_WHAT THE TASK ASKS_
Give the entries as a Markdown table with the columns Row and Line, starting with the line containing "out the tall" and going on through the line containing "[(79, 49), (112, 62)]". Put one line per row, number the rows in order, and leave out any blank lines.

— Begin DATA FOR THE TASK —

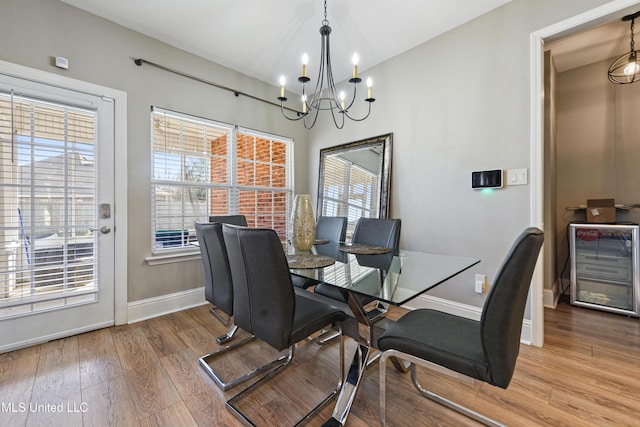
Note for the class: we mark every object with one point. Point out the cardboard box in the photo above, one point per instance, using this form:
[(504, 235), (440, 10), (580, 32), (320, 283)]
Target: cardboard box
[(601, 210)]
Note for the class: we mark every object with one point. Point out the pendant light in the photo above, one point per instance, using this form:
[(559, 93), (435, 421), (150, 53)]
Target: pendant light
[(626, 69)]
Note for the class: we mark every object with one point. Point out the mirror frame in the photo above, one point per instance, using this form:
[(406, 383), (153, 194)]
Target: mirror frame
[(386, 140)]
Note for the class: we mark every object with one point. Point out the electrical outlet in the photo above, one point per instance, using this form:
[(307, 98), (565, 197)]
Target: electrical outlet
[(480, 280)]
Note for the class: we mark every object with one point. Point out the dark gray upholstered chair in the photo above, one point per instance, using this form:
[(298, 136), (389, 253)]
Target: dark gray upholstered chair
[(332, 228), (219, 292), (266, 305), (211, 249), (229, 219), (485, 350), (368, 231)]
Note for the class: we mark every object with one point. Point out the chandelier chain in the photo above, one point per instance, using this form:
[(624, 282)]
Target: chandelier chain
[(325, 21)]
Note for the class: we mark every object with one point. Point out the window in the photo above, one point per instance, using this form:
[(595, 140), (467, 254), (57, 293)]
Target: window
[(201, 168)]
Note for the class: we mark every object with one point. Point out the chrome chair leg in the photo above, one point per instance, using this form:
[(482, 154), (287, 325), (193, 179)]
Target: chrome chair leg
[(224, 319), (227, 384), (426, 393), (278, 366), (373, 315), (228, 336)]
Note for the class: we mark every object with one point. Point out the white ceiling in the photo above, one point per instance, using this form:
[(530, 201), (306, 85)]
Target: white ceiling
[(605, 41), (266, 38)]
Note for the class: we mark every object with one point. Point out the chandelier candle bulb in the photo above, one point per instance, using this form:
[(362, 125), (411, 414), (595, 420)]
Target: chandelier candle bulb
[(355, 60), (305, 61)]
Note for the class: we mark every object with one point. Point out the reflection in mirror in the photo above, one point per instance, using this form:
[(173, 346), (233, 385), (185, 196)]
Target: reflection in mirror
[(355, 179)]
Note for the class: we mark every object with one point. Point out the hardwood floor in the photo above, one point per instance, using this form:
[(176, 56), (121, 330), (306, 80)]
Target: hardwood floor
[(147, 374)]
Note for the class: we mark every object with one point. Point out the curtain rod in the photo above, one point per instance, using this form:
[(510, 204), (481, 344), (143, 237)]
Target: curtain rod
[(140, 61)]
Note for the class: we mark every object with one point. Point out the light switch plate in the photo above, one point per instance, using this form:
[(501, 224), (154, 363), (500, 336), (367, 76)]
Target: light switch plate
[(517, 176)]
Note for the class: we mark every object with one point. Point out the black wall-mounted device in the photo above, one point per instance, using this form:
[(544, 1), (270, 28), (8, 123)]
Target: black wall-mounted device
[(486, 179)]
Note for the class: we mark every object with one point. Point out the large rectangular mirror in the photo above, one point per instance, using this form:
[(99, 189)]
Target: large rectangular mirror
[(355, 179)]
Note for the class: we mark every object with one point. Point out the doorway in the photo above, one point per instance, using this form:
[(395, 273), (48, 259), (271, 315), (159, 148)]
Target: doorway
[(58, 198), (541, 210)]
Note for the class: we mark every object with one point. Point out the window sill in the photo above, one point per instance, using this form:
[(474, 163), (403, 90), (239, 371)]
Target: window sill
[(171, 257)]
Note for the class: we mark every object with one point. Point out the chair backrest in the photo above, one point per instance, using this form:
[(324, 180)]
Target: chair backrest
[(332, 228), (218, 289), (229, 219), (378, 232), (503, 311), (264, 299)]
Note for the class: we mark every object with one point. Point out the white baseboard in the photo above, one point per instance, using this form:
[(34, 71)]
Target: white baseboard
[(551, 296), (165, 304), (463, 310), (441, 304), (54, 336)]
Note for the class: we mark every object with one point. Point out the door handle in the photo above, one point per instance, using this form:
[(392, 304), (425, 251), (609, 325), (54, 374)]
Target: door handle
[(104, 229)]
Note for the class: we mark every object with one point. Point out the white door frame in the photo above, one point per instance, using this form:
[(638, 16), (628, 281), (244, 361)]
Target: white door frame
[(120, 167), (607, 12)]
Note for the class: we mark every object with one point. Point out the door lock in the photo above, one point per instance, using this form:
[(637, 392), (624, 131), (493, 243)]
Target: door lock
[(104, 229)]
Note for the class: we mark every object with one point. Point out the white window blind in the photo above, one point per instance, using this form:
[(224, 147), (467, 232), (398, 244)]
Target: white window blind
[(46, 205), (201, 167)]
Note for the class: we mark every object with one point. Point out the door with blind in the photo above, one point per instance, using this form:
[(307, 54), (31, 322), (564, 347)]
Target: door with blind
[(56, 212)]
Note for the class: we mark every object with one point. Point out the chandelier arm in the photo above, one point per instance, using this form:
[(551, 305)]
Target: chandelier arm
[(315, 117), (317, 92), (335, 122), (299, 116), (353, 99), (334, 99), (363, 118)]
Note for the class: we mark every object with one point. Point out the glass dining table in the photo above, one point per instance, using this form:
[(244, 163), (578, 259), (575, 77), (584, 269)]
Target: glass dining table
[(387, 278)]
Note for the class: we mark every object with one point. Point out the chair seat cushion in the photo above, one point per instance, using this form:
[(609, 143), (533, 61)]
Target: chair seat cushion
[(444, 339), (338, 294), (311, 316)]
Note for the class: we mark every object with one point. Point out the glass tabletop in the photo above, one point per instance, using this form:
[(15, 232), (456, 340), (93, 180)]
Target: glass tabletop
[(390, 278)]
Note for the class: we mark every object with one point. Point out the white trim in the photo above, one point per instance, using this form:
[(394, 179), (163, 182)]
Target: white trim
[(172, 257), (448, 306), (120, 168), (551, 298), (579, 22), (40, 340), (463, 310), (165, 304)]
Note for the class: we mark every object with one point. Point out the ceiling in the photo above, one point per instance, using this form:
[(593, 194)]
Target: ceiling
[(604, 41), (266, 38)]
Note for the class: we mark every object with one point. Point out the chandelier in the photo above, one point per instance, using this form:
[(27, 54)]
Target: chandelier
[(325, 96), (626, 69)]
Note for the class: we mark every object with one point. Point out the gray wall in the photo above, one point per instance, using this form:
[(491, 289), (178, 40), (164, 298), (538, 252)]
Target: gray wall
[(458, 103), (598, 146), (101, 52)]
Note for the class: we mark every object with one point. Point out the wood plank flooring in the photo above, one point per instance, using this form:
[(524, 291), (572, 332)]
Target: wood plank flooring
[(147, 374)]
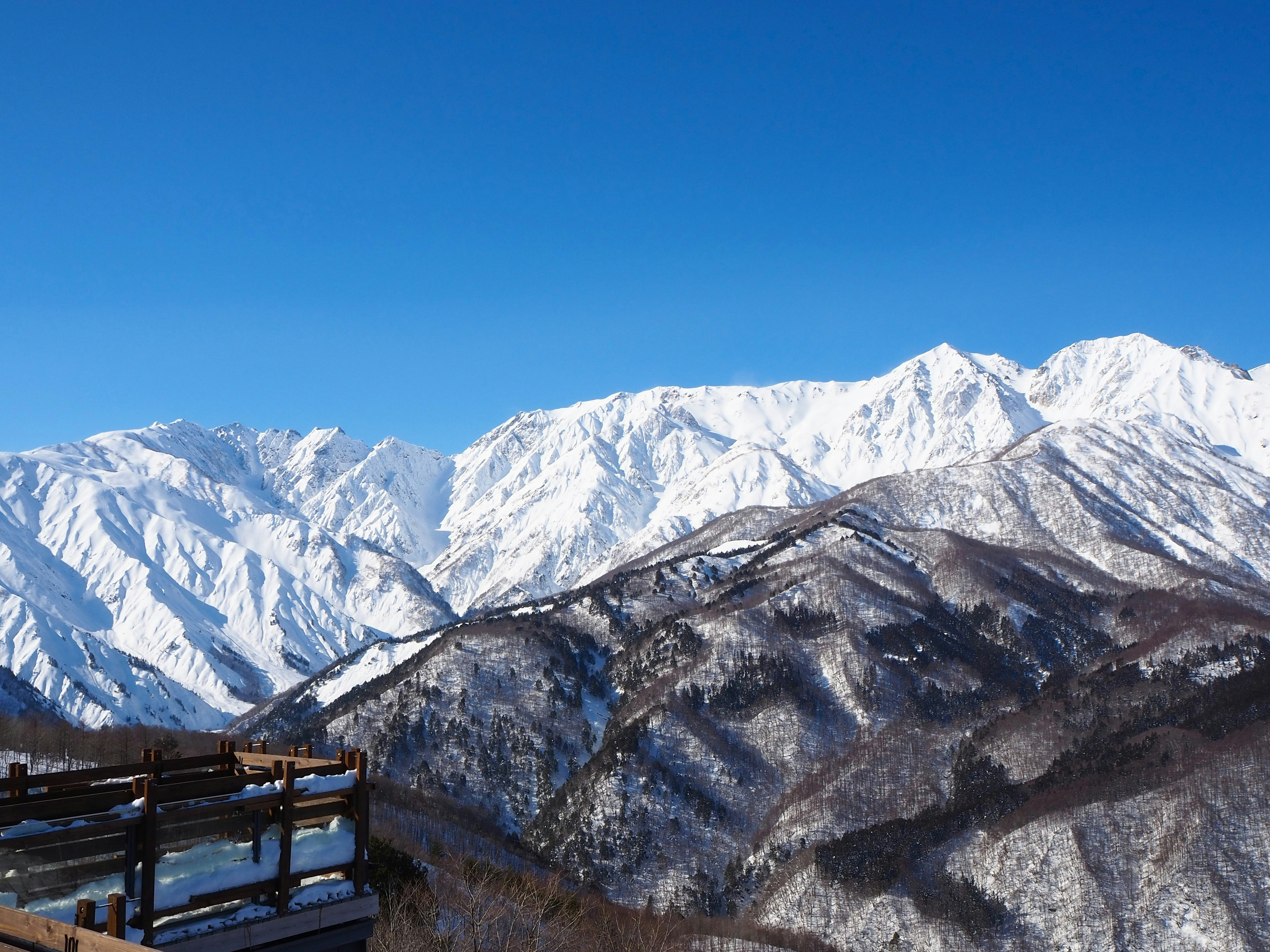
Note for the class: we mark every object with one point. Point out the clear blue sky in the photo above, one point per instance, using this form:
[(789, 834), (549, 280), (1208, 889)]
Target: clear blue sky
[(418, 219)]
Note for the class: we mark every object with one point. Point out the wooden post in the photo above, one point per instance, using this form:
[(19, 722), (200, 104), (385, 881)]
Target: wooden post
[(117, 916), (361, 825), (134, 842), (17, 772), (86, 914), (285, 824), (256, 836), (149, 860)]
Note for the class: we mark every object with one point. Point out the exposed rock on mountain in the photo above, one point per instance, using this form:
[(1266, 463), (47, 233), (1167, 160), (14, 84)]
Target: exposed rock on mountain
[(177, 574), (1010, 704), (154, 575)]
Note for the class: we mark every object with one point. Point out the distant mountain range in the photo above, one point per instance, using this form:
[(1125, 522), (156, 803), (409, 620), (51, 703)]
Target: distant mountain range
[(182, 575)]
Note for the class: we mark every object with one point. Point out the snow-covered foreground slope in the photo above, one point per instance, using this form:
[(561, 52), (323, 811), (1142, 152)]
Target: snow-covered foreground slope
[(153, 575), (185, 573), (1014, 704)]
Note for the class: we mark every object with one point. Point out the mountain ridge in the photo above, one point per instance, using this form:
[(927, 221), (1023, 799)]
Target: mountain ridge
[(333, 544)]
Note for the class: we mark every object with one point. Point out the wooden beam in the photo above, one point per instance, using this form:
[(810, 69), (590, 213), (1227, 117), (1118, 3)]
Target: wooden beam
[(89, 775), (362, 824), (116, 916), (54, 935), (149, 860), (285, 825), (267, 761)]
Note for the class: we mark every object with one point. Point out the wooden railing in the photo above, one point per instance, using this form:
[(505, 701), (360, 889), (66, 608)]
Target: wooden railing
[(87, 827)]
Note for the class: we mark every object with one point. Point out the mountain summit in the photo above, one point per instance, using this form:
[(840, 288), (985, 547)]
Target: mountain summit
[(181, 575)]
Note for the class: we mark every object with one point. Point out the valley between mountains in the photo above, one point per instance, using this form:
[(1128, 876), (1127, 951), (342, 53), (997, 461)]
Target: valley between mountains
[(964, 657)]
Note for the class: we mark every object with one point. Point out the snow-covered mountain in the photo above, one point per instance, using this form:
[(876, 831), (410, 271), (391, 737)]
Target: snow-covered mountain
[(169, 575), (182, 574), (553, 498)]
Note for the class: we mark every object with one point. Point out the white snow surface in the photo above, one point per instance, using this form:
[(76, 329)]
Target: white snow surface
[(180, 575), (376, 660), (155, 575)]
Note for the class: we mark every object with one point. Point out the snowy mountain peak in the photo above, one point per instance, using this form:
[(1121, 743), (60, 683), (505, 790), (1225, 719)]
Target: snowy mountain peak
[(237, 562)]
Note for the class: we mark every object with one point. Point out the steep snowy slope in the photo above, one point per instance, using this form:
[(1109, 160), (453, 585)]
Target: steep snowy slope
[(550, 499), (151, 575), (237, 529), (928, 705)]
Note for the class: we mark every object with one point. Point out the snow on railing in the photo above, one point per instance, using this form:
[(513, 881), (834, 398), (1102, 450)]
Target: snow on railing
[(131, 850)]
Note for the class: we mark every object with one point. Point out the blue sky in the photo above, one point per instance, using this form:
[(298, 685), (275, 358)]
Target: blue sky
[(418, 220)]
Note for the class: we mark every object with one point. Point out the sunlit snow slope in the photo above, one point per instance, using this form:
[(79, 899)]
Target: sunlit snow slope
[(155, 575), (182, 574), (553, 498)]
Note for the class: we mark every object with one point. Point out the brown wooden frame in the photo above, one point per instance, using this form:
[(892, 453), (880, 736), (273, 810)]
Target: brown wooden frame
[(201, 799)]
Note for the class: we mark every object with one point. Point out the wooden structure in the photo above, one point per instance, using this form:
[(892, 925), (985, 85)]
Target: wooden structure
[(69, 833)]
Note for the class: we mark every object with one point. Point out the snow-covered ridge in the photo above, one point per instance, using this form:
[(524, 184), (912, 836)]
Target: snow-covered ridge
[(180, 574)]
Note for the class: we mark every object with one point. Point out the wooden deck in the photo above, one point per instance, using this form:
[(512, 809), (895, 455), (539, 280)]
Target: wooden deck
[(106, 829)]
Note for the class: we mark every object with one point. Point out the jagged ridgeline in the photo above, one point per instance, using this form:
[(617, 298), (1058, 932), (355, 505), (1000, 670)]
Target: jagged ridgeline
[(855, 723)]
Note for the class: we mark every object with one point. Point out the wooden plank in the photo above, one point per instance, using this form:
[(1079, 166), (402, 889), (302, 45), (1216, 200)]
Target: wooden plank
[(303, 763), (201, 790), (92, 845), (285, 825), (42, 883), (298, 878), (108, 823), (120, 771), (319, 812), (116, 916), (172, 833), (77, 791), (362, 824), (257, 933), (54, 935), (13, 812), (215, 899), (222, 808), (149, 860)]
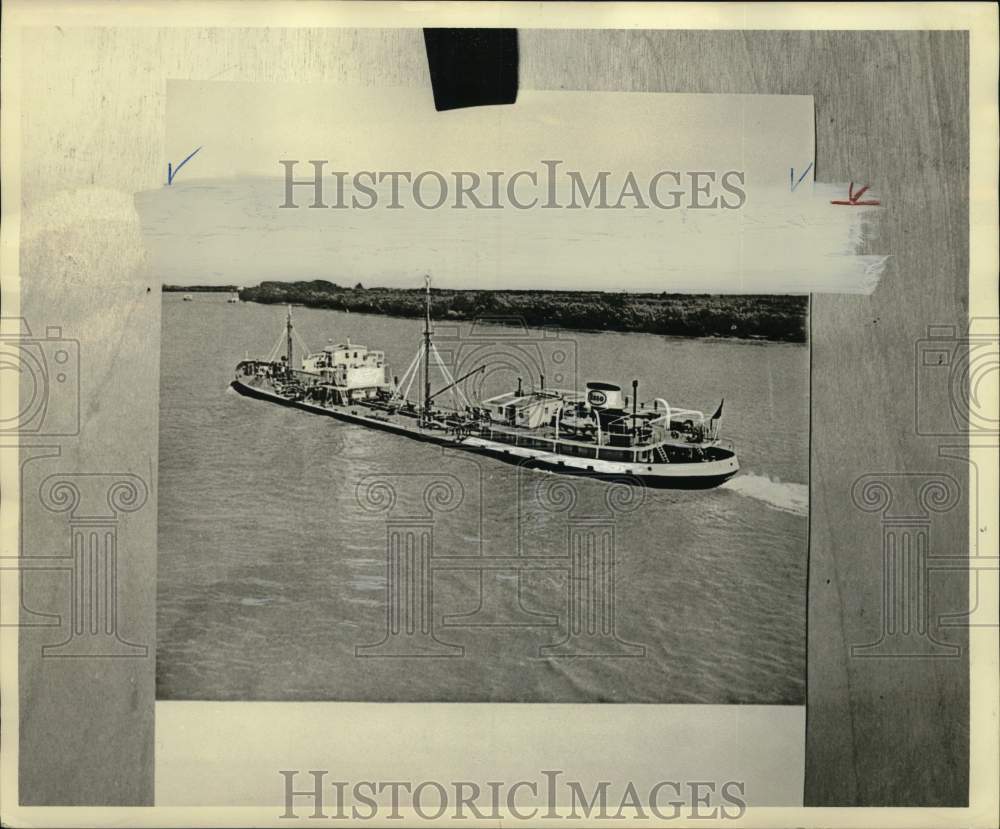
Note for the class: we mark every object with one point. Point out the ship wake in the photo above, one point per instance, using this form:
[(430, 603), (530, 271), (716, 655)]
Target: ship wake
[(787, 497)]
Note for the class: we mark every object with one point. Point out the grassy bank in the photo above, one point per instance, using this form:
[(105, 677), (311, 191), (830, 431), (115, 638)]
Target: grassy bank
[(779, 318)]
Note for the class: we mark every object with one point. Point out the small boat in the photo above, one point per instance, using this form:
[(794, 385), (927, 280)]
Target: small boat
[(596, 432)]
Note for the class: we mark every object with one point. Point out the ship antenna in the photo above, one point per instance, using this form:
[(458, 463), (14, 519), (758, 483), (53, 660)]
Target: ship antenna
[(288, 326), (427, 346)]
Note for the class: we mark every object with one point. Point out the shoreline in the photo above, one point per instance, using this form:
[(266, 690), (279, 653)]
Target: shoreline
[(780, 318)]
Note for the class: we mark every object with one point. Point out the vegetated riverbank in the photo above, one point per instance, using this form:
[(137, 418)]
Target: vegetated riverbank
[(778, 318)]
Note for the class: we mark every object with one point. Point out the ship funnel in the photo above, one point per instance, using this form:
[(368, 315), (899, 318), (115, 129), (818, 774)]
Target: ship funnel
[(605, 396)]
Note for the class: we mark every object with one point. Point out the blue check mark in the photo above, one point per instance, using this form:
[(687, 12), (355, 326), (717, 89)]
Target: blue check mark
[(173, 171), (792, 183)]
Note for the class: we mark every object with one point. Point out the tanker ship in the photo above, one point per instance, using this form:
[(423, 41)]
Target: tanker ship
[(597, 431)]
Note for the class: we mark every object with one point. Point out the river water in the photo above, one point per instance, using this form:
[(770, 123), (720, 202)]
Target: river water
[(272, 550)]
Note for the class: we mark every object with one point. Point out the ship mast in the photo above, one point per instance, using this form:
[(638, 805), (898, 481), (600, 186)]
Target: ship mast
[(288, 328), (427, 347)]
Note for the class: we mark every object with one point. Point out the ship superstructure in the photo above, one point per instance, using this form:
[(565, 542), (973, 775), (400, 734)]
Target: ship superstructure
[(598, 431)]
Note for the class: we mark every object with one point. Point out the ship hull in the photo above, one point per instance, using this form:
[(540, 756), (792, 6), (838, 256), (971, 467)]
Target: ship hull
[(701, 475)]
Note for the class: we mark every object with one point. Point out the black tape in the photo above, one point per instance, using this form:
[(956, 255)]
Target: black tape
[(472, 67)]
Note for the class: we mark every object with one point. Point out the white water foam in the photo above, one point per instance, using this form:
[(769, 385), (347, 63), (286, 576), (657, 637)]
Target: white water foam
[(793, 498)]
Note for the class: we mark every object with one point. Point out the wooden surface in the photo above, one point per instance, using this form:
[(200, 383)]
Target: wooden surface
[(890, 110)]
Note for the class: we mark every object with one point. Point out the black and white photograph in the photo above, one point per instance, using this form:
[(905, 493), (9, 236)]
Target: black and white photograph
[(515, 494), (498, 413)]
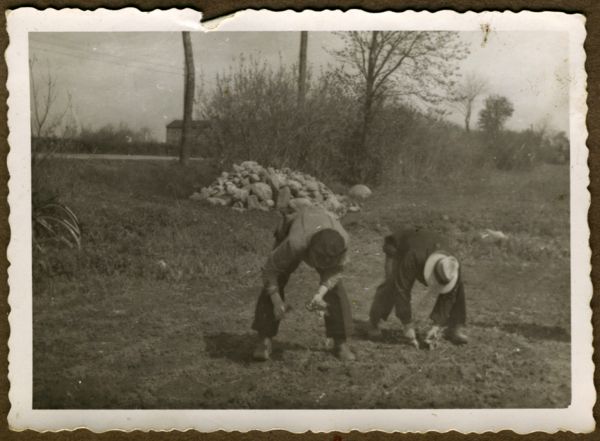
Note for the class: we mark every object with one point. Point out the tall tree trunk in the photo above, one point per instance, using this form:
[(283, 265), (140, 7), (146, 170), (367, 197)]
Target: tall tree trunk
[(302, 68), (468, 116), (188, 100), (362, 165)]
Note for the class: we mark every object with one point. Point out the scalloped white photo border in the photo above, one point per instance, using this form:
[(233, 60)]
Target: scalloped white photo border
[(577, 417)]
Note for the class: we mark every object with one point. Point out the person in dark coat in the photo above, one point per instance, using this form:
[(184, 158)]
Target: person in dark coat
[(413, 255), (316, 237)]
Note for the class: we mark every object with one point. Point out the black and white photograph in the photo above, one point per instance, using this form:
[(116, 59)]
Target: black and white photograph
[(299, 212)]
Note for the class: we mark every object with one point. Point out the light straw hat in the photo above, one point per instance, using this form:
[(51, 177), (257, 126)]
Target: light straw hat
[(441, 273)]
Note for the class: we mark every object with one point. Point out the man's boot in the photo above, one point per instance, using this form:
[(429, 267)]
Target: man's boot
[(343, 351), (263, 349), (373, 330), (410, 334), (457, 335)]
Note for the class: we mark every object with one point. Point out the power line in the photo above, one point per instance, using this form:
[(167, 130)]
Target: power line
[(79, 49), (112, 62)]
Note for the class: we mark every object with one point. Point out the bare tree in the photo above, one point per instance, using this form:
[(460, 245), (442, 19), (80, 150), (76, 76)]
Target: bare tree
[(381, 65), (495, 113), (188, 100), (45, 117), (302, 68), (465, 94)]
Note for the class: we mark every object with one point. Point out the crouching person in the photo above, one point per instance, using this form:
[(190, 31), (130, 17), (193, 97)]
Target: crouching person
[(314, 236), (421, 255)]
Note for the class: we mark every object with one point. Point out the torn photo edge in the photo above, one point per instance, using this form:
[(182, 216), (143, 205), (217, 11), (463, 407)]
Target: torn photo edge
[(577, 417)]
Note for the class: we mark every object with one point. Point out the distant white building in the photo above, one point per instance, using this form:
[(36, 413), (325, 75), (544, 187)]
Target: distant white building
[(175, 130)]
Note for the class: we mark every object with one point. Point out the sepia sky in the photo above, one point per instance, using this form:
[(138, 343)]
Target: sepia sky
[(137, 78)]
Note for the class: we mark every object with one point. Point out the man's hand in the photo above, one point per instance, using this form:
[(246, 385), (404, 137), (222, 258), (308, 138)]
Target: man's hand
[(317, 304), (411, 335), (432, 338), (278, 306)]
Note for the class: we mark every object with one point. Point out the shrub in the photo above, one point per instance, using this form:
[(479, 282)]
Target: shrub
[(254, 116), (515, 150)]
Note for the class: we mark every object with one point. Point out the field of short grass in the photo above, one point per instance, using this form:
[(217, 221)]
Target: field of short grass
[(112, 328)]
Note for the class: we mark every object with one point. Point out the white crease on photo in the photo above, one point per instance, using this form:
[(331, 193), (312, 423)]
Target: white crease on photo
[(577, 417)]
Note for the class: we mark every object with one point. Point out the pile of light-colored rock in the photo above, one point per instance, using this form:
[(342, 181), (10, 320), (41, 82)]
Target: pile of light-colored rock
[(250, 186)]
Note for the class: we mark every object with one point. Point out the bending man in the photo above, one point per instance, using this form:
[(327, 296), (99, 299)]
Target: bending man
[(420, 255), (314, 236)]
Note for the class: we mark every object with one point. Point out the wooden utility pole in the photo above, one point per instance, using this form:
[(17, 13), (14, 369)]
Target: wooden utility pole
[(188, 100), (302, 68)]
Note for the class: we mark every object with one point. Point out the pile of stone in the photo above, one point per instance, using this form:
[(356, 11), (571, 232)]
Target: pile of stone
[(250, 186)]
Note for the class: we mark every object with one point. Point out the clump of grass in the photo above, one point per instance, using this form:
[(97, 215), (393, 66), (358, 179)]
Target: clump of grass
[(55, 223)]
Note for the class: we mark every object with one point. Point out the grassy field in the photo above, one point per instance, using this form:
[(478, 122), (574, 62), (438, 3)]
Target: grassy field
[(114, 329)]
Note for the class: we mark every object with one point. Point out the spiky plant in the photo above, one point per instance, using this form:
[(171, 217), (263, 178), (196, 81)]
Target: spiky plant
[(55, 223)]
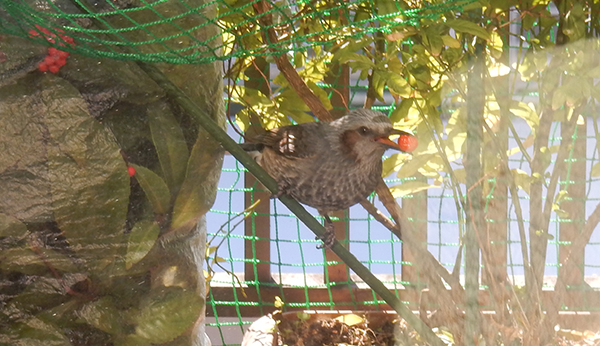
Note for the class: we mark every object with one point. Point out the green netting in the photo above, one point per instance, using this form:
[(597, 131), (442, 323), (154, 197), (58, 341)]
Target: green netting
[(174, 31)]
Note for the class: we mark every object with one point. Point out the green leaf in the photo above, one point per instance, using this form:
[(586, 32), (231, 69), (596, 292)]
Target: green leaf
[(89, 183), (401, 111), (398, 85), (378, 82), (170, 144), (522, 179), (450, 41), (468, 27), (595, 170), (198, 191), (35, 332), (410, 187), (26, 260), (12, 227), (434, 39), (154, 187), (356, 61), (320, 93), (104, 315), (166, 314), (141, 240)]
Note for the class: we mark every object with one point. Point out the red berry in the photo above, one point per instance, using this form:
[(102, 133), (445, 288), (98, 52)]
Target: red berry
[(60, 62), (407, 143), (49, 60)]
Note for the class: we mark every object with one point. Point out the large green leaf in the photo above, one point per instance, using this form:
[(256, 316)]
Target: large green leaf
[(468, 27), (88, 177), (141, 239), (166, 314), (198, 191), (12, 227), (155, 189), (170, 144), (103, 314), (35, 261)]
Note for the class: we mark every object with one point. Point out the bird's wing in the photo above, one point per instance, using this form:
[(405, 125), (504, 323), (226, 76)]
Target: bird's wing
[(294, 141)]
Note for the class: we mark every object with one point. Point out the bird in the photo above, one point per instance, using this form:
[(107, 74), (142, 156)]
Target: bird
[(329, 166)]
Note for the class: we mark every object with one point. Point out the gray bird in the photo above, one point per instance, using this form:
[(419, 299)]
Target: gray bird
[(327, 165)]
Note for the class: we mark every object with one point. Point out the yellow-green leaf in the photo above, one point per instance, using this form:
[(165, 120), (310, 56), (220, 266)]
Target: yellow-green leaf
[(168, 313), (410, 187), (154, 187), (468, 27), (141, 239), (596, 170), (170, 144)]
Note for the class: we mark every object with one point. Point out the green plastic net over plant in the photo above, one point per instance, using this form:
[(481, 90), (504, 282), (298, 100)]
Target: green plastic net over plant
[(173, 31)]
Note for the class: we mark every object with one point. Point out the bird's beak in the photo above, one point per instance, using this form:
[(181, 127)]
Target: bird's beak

— End DATA FOR THE TASK —

_RESULT OF THIS TASK_
| Row | Line |
|---|---|
| 1 | Note for the class: we mark every object with one point. Point out the tall tree trunk in the photo above, one point per instance, using this form: |
| 2 | [(283, 265), (140, 7), (146, 170), (367, 197)] |
| 3 | Target: tall tree trunk |
| 4 | [(302, 68), (468, 116), (188, 100), (362, 165)] |
| 5 | Note for the class: we mark every object with one point. Point out the scalloped white photo border in the photo above, one point per instance, using this form: |
| 6 | [(233, 60)] |
| 7 | Target: scalloped white photo border |
| 8 | [(577, 417)] |
| 9 | Note for the class: we mark every object with one point. Point out the person in dark coat in the photo above, one point per instance, using this form: |
| 10 | [(184, 158)] |
| 11 | Target: person in dark coat |
| 12 | [(413, 255), (316, 237)] |
| 13 | Note for the class: we mark every object with one point. Point out the black and white photograph in the photo above, one point per instance, using this form: |
| 14 | [(116, 59)] |
| 15 | Target: black and white photograph |
| 16 | [(299, 212)] |
| 17 | Note for the class: we mark every object with one point. Point out the light straw hat in the photo above, one point per instance, using this form: |
| 18 | [(51, 177), (257, 126)] |
| 19 | Target: light straw hat |
| 20 | [(441, 273)] |
| 21 | Note for the class: we mark every object with one point. Point out the man's boot in the photo above, one point per instance, using this form: |
| 22 | [(429, 267)] |
| 23 | Target: man's boot |
| 24 | [(343, 351), (263, 349), (373, 330), (410, 334), (457, 335)] |
| 25 | Note for the class: we mark every object with one point. Point out the power line in the photo above, one point per instance, using this form: |
| 26 | [(167, 130)] |
| 27 | Target: power line |
| 28 | [(79, 49), (112, 62)] |